> **YOUR GOAL**:
In the records below, starting with the line that contains "of the chimney" and going on through the line that contains "x=203, y=112", swap every "person" for "woman" and give back only those lines, otherwise unchanged.
-- -- --
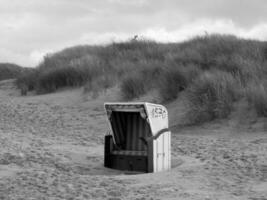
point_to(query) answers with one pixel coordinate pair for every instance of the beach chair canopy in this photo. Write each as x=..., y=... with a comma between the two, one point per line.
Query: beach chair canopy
x=133, y=123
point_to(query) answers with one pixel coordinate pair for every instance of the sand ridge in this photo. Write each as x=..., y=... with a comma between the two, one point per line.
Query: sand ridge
x=51, y=147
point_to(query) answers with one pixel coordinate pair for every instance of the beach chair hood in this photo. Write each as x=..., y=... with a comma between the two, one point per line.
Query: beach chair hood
x=155, y=115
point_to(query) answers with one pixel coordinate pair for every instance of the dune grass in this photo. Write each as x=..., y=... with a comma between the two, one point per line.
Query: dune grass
x=10, y=71
x=214, y=71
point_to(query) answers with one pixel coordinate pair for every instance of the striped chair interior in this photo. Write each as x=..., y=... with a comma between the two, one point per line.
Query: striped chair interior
x=128, y=129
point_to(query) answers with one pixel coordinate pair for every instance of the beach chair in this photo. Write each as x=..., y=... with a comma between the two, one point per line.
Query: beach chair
x=139, y=139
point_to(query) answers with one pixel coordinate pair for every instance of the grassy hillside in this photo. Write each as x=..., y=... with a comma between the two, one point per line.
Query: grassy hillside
x=213, y=72
x=9, y=71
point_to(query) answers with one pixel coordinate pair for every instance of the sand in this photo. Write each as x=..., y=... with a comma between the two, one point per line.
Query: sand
x=51, y=147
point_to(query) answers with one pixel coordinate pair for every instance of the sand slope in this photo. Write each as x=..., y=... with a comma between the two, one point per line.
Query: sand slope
x=51, y=147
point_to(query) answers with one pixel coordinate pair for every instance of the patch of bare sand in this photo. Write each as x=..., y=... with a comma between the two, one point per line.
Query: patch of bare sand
x=51, y=147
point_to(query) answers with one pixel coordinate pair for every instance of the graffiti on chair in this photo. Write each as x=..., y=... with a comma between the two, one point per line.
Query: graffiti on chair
x=158, y=112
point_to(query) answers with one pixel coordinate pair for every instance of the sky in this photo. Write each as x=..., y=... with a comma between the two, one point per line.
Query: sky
x=29, y=29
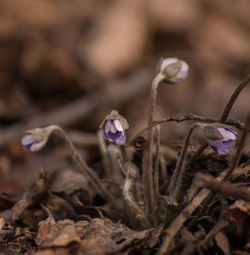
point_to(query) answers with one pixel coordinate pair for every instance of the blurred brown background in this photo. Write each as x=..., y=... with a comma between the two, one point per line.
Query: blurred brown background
x=62, y=62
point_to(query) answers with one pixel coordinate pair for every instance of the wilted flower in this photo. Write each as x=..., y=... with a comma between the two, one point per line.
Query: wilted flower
x=175, y=70
x=114, y=127
x=220, y=138
x=36, y=139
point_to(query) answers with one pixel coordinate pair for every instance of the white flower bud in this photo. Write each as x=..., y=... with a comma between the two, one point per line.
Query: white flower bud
x=174, y=70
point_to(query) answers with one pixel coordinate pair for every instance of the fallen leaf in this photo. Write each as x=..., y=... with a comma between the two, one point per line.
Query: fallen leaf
x=59, y=235
x=223, y=243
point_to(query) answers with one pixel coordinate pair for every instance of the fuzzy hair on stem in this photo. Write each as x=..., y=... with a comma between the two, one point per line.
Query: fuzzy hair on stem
x=176, y=180
x=147, y=157
x=225, y=113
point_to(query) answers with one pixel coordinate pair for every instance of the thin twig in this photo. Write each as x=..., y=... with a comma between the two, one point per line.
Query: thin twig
x=225, y=189
x=87, y=169
x=225, y=113
x=79, y=109
x=157, y=163
x=131, y=175
x=147, y=157
x=240, y=147
x=175, y=184
x=177, y=224
x=188, y=117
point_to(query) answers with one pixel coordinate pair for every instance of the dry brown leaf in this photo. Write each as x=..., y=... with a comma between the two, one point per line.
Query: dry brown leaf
x=59, y=235
x=223, y=243
x=120, y=38
x=238, y=213
x=2, y=223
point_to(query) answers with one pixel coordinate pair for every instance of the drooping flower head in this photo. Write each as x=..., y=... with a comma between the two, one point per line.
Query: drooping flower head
x=36, y=139
x=221, y=138
x=174, y=70
x=114, y=126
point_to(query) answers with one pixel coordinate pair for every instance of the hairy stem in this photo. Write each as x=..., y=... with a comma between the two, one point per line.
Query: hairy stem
x=188, y=117
x=86, y=168
x=147, y=157
x=175, y=183
x=131, y=174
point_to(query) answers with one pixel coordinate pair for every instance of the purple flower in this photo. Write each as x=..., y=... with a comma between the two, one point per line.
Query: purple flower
x=114, y=132
x=29, y=142
x=221, y=139
x=114, y=126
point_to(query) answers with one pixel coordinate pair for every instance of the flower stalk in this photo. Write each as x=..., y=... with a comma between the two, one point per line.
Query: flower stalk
x=40, y=137
x=176, y=180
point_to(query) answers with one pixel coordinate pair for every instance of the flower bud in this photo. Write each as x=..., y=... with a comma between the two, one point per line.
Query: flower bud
x=36, y=139
x=114, y=126
x=173, y=69
x=221, y=138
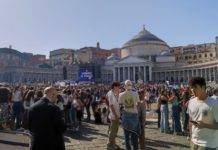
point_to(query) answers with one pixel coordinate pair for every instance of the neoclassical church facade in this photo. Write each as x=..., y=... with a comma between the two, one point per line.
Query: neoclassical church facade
x=147, y=58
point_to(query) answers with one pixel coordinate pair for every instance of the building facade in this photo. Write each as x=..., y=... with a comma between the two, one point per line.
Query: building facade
x=148, y=58
x=17, y=67
x=62, y=57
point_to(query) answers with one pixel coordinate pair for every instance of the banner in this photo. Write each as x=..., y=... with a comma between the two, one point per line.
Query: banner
x=85, y=75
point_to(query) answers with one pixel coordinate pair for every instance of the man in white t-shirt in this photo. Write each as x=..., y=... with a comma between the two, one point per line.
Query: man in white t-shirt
x=129, y=99
x=203, y=117
x=114, y=115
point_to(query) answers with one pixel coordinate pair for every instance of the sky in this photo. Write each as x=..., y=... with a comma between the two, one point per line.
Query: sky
x=39, y=26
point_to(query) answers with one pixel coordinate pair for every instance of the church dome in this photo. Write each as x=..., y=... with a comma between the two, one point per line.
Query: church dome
x=113, y=57
x=144, y=44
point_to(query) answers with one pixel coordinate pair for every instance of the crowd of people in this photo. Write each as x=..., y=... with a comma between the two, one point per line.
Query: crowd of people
x=23, y=108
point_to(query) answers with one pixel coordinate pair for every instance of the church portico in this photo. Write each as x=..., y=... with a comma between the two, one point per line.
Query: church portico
x=134, y=69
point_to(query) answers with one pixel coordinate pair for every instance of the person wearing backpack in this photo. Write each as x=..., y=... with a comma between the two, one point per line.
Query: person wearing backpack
x=176, y=109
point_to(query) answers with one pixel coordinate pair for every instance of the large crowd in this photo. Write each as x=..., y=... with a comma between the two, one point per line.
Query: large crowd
x=115, y=104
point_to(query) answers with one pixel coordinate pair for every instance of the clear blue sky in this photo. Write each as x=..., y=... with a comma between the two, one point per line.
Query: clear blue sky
x=39, y=26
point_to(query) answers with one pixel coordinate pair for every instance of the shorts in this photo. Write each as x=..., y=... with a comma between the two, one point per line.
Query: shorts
x=113, y=129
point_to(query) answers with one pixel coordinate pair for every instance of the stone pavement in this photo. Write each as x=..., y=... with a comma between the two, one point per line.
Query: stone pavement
x=92, y=136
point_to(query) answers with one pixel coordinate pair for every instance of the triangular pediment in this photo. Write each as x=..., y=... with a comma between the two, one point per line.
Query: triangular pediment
x=131, y=60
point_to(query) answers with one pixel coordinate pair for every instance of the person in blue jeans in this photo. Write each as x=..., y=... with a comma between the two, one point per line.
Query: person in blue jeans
x=129, y=99
x=17, y=106
x=176, y=109
x=164, y=121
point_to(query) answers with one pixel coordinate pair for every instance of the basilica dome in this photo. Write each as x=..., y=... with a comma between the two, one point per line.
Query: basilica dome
x=144, y=44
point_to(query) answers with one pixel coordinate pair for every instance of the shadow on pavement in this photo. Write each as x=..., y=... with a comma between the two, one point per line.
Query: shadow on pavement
x=86, y=133
x=164, y=144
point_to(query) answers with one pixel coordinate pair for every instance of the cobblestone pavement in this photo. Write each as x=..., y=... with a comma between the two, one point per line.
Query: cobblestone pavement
x=95, y=137
x=92, y=136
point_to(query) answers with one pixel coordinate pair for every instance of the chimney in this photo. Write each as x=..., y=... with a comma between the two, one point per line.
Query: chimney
x=98, y=45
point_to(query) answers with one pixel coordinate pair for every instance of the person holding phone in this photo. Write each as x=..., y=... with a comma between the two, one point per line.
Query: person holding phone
x=203, y=112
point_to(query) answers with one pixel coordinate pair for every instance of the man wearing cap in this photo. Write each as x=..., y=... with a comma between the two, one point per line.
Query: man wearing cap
x=129, y=99
x=114, y=115
x=46, y=123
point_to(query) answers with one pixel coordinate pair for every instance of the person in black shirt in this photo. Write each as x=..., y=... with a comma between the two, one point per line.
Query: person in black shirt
x=46, y=123
x=5, y=96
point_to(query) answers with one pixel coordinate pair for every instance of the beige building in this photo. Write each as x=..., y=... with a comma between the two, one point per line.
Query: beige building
x=147, y=58
x=62, y=57
x=144, y=44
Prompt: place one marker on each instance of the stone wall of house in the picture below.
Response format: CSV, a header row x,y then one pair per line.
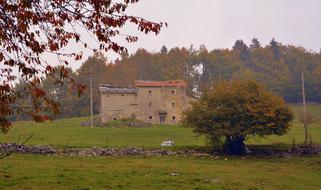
x,y
166,101
157,105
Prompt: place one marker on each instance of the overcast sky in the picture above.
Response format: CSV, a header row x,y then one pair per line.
x,y
219,23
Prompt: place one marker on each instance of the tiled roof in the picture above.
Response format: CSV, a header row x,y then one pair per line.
x,y
116,90
172,83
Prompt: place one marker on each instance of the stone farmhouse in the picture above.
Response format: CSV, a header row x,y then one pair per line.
x,y
156,102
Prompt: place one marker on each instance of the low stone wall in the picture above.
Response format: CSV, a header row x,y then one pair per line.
x,y
39,149
89,152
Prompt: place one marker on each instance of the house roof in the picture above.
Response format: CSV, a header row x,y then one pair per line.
x,y
116,90
172,83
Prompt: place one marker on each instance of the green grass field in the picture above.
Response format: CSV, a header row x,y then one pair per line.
x,y
68,132
156,173
152,173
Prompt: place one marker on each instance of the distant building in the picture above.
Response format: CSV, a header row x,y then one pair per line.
x,y
157,102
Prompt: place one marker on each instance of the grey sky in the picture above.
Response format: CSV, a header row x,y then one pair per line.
x,y
219,23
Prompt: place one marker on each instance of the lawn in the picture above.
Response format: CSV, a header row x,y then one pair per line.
x,y
68,132
21,171
151,173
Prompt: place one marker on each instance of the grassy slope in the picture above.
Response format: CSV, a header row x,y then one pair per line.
x,y
69,132
52,172
59,172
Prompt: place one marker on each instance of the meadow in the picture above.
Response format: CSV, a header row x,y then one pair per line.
x,y
22,171
158,173
68,132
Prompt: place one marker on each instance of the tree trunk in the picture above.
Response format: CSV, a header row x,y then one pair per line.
x,y
304,109
234,145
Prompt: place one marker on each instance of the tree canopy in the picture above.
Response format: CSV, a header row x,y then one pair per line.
x,y
236,109
30,29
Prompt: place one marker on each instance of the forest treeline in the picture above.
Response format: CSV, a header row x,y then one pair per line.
x,y
276,65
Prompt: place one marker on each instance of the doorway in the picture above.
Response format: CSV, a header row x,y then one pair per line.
x,y
162,118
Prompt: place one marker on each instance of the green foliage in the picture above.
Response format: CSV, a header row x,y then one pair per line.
x,y
277,66
236,109
69,130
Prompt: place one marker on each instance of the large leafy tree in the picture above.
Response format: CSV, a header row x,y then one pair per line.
x,y
30,29
234,110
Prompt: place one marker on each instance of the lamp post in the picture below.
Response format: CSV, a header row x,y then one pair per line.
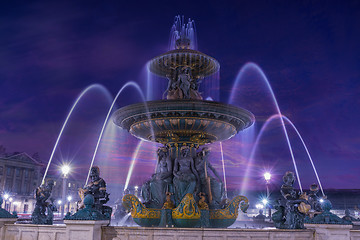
x,y
10,200
267,177
136,190
69,198
6,196
65,170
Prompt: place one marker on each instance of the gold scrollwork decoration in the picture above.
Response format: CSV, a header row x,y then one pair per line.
x,y
187,209
137,209
231,211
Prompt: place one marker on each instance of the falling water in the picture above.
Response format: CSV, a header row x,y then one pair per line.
x,y
307,152
257,69
264,127
128,84
223,163
93,86
132,164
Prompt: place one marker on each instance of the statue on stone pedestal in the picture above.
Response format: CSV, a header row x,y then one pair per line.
x,y
212,187
292,208
97,188
314,199
186,179
154,190
183,85
348,217
39,215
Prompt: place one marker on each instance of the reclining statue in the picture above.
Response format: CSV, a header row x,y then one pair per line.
x,y
154,190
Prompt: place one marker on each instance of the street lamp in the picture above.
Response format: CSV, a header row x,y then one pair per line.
x,y
6,196
267,177
65,170
69,198
136,190
10,200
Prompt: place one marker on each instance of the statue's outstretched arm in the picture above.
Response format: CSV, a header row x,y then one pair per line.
x,y
214,171
176,167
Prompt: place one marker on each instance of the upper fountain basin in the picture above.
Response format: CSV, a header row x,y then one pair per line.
x,y
183,121
200,64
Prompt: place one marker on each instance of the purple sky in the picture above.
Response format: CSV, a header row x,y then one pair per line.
x,y
309,50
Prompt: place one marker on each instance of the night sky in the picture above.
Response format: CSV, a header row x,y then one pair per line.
x,y
309,51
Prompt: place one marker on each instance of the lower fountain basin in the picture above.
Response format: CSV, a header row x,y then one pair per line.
x,y
183,121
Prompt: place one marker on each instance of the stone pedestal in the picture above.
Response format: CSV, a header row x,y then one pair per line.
x,y
330,231
84,229
4,221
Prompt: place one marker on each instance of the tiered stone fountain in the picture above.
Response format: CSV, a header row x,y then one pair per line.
x,y
181,192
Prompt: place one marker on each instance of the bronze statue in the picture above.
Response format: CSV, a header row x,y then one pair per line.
x,y
42,194
97,188
212,187
292,208
154,190
186,179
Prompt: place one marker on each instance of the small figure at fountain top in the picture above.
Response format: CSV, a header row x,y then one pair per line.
x,y
42,194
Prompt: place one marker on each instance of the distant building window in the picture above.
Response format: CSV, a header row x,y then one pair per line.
x,y
8,171
18,186
17,171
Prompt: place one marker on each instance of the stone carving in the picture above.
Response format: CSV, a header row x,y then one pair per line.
x,y
169,203
212,187
88,212
260,217
154,190
183,85
4,213
348,217
314,199
202,203
186,179
43,212
292,208
326,217
97,188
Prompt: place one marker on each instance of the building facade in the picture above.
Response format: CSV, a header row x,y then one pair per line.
x,y
19,177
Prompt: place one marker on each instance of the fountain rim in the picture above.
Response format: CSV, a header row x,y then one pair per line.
x,y
182,51
236,118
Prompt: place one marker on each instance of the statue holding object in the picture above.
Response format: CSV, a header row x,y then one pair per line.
x,y
43,212
96,188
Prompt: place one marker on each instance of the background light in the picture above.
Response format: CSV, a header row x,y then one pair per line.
x,y
267,176
65,169
259,206
6,196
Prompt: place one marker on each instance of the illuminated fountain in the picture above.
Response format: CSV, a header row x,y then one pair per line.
x,y
181,192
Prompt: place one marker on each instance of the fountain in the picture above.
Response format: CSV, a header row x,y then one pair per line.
x,y
182,123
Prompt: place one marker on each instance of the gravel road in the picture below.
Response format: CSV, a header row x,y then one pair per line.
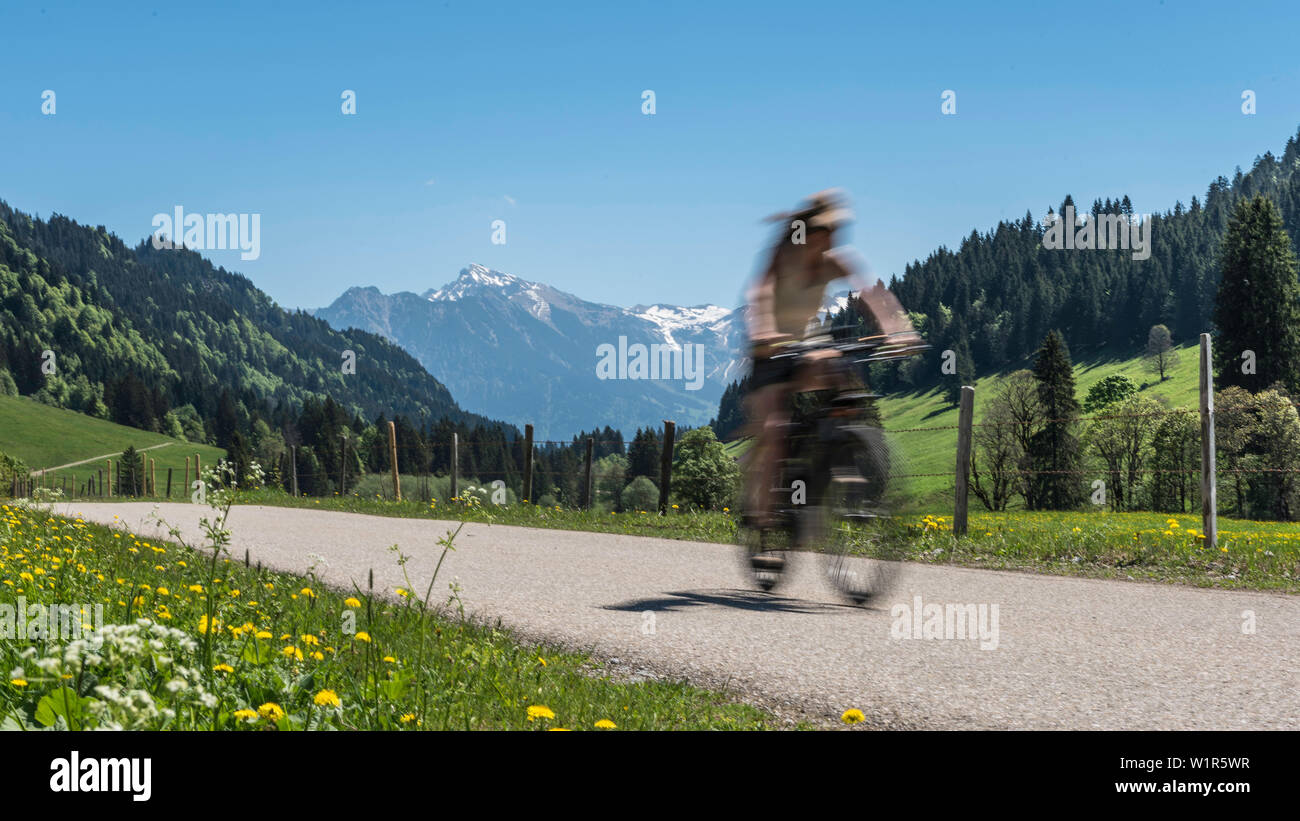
-- -- --
> **WRITTEN RESPONSE**:
point_to(query) answers with one pixel coordinate pair for every instance of the chimney in this photo. Write each as x=..., y=... with a comma between the two, one point per line.
Query: chimney
x=98, y=45
point_to(query) answers with one pixel coordinate pair for every instance of the woman holding phone in this photo. Write each as x=..., y=... with a comma between the two, one point per line.
Query: woman holding phone
x=203, y=112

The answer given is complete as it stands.